Omit the pictures, then reproduce every remaining record exactly.
______
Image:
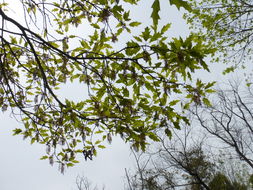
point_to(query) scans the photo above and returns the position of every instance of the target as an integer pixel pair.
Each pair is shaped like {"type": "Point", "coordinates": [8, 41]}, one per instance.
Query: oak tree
{"type": "Point", "coordinates": [130, 87]}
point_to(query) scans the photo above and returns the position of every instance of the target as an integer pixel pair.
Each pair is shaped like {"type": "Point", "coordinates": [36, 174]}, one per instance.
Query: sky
{"type": "Point", "coordinates": [20, 167]}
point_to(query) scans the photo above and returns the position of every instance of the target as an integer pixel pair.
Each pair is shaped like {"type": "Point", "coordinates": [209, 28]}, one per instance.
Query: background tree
{"type": "Point", "coordinates": [213, 153]}
{"type": "Point", "coordinates": [229, 119]}
{"type": "Point", "coordinates": [228, 24]}
{"type": "Point", "coordinates": [128, 86]}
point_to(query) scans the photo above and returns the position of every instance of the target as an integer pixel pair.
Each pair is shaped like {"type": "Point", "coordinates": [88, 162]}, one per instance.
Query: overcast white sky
{"type": "Point", "coordinates": [20, 167]}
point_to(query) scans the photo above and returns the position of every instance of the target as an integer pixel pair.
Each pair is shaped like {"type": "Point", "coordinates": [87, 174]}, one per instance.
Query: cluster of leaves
{"type": "Point", "coordinates": [130, 90]}
{"type": "Point", "coordinates": [228, 23]}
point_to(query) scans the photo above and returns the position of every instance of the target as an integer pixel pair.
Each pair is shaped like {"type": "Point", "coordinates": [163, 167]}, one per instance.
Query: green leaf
{"type": "Point", "coordinates": [155, 12]}
{"type": "Point", "coordinates": [181, 3]}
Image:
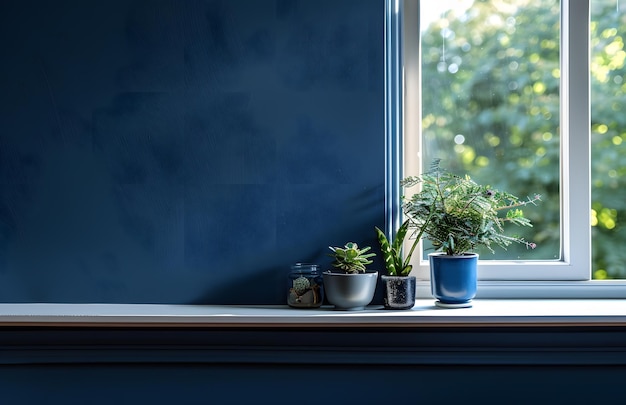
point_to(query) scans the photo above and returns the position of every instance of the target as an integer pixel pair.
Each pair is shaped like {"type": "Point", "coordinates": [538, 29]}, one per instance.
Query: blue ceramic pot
{"type": "Point", "coordinates": [453, 279]}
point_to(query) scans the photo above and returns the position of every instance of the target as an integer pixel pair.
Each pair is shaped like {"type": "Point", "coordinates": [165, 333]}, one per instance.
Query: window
{"type": "Point", "coordinates": [565, 270]}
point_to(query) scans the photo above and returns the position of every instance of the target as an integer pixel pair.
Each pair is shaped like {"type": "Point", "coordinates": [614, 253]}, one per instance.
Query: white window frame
{"type": "Point", "coordinates": [571, 275]}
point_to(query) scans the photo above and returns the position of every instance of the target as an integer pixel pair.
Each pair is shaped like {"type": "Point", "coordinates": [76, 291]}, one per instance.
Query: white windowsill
{"type": "Point", "coordinates": [485, 312]}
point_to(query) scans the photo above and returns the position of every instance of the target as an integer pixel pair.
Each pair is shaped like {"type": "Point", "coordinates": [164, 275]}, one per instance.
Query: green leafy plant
{"type": "Point", "coordinates": [350, 258]}
{"type": "Point", "coordinates": [395, 263]}
{"type": "Point", "coordinates": [456, 215]}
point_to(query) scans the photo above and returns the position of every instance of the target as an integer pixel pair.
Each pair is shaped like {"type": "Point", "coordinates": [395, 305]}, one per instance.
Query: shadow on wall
{"type": "Point", "coordinates": [162, 152]}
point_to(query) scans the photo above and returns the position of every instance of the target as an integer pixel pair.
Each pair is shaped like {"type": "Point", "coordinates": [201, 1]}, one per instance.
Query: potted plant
{"type": "Point", "coordinates": [458, 215]}
{"type": "Point", "coordinates": [398, 284]}
{"type": "Point", "coordinates": [350, 286]}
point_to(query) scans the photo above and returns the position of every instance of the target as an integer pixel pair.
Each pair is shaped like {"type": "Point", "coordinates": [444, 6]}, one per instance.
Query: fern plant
{"type": "Point", "coordinates": [350, 258]}
{"type": "Point", "coordinates": [457, 215]}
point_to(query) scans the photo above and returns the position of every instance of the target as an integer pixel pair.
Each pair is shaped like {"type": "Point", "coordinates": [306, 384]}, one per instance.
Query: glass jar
{"type": "Point", "coordinates": [305, 286]}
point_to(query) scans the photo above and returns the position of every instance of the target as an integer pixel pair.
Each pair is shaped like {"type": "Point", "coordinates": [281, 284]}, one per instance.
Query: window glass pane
{"type": "Point", "coordinates": [490, 104]}
{"type": "Point", "coordinates": [608, 138]}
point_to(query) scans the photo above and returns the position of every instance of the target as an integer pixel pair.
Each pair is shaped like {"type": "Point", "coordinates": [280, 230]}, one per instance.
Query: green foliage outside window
{"type": "Point", "coordinates": [499, 121]}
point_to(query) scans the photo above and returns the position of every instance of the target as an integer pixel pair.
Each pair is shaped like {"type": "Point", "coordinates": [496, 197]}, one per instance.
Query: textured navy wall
{"type": "Point", "coordinates": [184, 151]}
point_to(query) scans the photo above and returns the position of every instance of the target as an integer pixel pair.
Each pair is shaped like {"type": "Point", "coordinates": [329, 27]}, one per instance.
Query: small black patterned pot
{"type": "Point", "coordinates": [399, 292]}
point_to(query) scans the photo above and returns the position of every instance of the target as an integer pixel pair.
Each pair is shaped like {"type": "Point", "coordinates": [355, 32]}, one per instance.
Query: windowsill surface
{"type": "Point", "coordinates": [485, 312]}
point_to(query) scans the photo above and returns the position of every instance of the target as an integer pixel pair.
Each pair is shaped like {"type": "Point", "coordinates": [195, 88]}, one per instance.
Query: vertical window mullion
{"type": "Point", "coordinates": [575, 136]}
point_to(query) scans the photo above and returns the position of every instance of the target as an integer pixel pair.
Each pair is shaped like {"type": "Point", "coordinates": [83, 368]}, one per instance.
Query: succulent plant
{"type": "Point", "coordinates": [350, 258]}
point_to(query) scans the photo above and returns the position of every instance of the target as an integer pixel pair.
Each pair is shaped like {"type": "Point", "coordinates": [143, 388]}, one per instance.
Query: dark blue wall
{"type": "Point", "coordinates": [185, 151]}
______
> _Completed exercise_
Image:
point_to(query) scans the photo above and returns the position of every instance of the target as an integer pixel pair.
Each pair is shaped like {"type": "Point", "coordinates": [8, 41]}, one per instance.
Query: oak tree
{"type": "Point", "coordinates": [130, 87]}
point_to(query) scans the photo above and returns the position of every instance of the target as an integer pixel pair.
Each pair is shaped like {"type": "Point", "coordinates": [36, 174]}, one per instance.
Query: sky
{"type": "Point", "coordinates": [20, 167]}
point_to(query) scans the photo above and returns the position of every instance of the target as an integer pixel pair.
Each pair is shaped like {"type": "Point", "coordinates": [209, 28]}, one per instance.
Query: background tree
{"type": "Point", "coordinates": [213, 153]}
{"type": "Point", "coordinates": [229, 119]}
{"type": "Point", "coordinates": [228, 24]}
{"type": "Point", "coordinates": [128, 86]}
point_to(query) scans the photo above and returns the position of every instance of the target as an integer pixel pair.
Each pair is shaped like {"type": "Point", "coordinates": [88, 162]}, one per instance.
Query: overcast white sky
{"type": "Point", "coordinates": [20, 167]}
point_to(query) scans the photo above and returns the position of every instance of the target as an integer pixel pair.
Each pair is shaped like {"type": "Point", "coordinates": [87, 174]}, one per instance.
Query: cluster of leaves
{"type": "Point", "coordinates": [130, 90]}
{"type": "Point", "coordinates": [228, 23]}
point_to(query) scans the photo above and returns the position of every instance of the target as an integer pixel pair.
Each pair is shaped like {"type": "Point", "coordinates": [163, 167]}, one per instance.
Query: green leaf
{"type": "Point", "coordinates": [155, 12]}
{"type": "Point", "coordinates": [181, 3]}
Image:
point_to(query) scans the photo above and returns the position of every instance of the target as an integer pixel pair.
Each pair is shaped like {"type": "Point", "coordinates": [538, 29]}, one per instance.
Query: blue ceramic pot
{"type": "Point", "coordinates": [453, 279]}
point_to(query) scans the photo above and returns the position of every instance of the target as an integer pixel pair.
Each pair is shaped like {"type": "Point", "coordinates": [165, 333]}, one per instance.
Query: window
{"type": "Point", "coordinates": [565, 270]}
point_to(query) scans the photo above and returns the position of every instance of the target as an integer pixel pair.
Each pair is shaped like {"type": "Point", "coordinates": [614, 253]}, one per instance.
Query: white window frame
{"type": "Point", "coordinates": [571, 275]}
point_to(query) scans the photo above and returns the position of every instance of the target as an integer pixel pair.
Each pair is shaped like {"type": "Point", "coordinates": [76, 291]}, one per instance.
Query: white windowsill
{"type": "Point", "coordinates": [485, 312]}
point_to(query) scans the photo above and returns the position of every instance of the target as an integer pixel pair.
Each pair is shaped like {"type": "Point", "coordinates": [164, 275]}, one per instance.
Query: green leafy plant
{"type": "Point", "coordinates": [350, 258]}
{"type": "Point", "coordinates": [395, 263]}
{"type": "Point", "coordinates": [456, 215]}
point_to(query) scans the photo above and returns the position of every instance of the target as an integer pixel pair.
Each pair is shaped like {"type": "Point", "coordinates": [395, 305]}, one per instance.
Query: shadow on wall
{"type": "Point", "coordinates": [162, 152]}
point_to(query) scans the photo above and returns the position of every instance of the target as an integer pixel pair.
Each pair is shaped like {"type": "Point", "coordinates": [201, 1]}, one per instance.
Query: potted plant
{"type": "Point", "coordinates": [458, 215]}
{"type": "Point", "coordinates": [398, 284]}
{"type": "Point", "coordinates": [350, 286]}
point_to(query) scans the photo above and returns the position of every instance of the target as an integer pixel pair.
Each pair is shaped like {"type": "Point", "coordinates": [444, 6]}, one per instance.
Query: fern plant
{"type": "Point", "coordinates": [350, 258]}
{"type": "Point", "coordinates": [457, 215]}
point_to(query) scans the photo above and returns the position of every instance of the target as an integer pixel pair.
Each pair is shaped like {"type": "Point", "coordinates": [306, 384]}, one per instance.
Query: glass jar
{"type": "Point", "coordinates": [305, 286]}
point_to(query) scans the photo above and returns the position of every instance of the target as an integer pixel pair.
Each pair is shaped like {"type": "Point", "coordinates": [281, 284]}, one per instance.
Query: window glass pane
{"type": "Point", "coordinates": [490, 104]}
{"type": "Point", "coordinates": [608, 138]}
point_to(query) scans the photo above and returns the position of every instance of the target as an integer pixel pair.
Each pair is shaped like {"type": "Point", "coordinates": [280, 230]}, one per instance.
Query: green foliage outside window
{"type": "Point", "coordinates": [499, 121]}
point_to(query) scans the photo above and returns the position of every instance of the target as an integer pixel pair.
Each pair is shaped like {"type": "Point", "coordinates": [496, 197]}, one per instance.
Query: textured navy wall
{"type": "Point", "coordinates": [184, 151]}
point_to(query) scans the photo above and returns the position of every instance of the target as an integer pixel pair.
Each pair is shaped like {"type": "Point", "coordinates": [329, 27]}, one per instance.
Query: small black patterned pot
{"type": "Point", "coordinates": [399, 292]}
point_to(query) scans the photo above and returns the position of every instance of the target as an integer pixel pair.
Each pair is shaped like {"type": "Point", "coordinates": [355, 32]}, one per instance.
Query: windowsill surface
{"type": "Point", "coordinates": [485, 312]}
point_to(query) scans the photo above and returns the position of every instance of the target as an integer pixel pair.
Each pair is shaped like {"type": "Point", "coordinates": [195, 88]}, one per instance.
Query: vertical window mullion
{"type": "Point", "coordinates": [575, 136]}
point_to(query) scans the photo above and returns the position of every instance of the target as an integer pixel pair.
Each pair is shaped like {"type": "Point", "coordinates": [83, 368]}, one per instance.
Query: succulent plant
{"type": "Point", "coordinates": [350, 258]}
point_to(query) scans the photo above and returns the position of every instance of the target as an integer pixel pair.
Each pair is shaped like {"type": "Point", "coordinates": [143, 388]}, one per instance.
Query: dark blue wall
{"type": "Point", "coordinates": [185, 151]}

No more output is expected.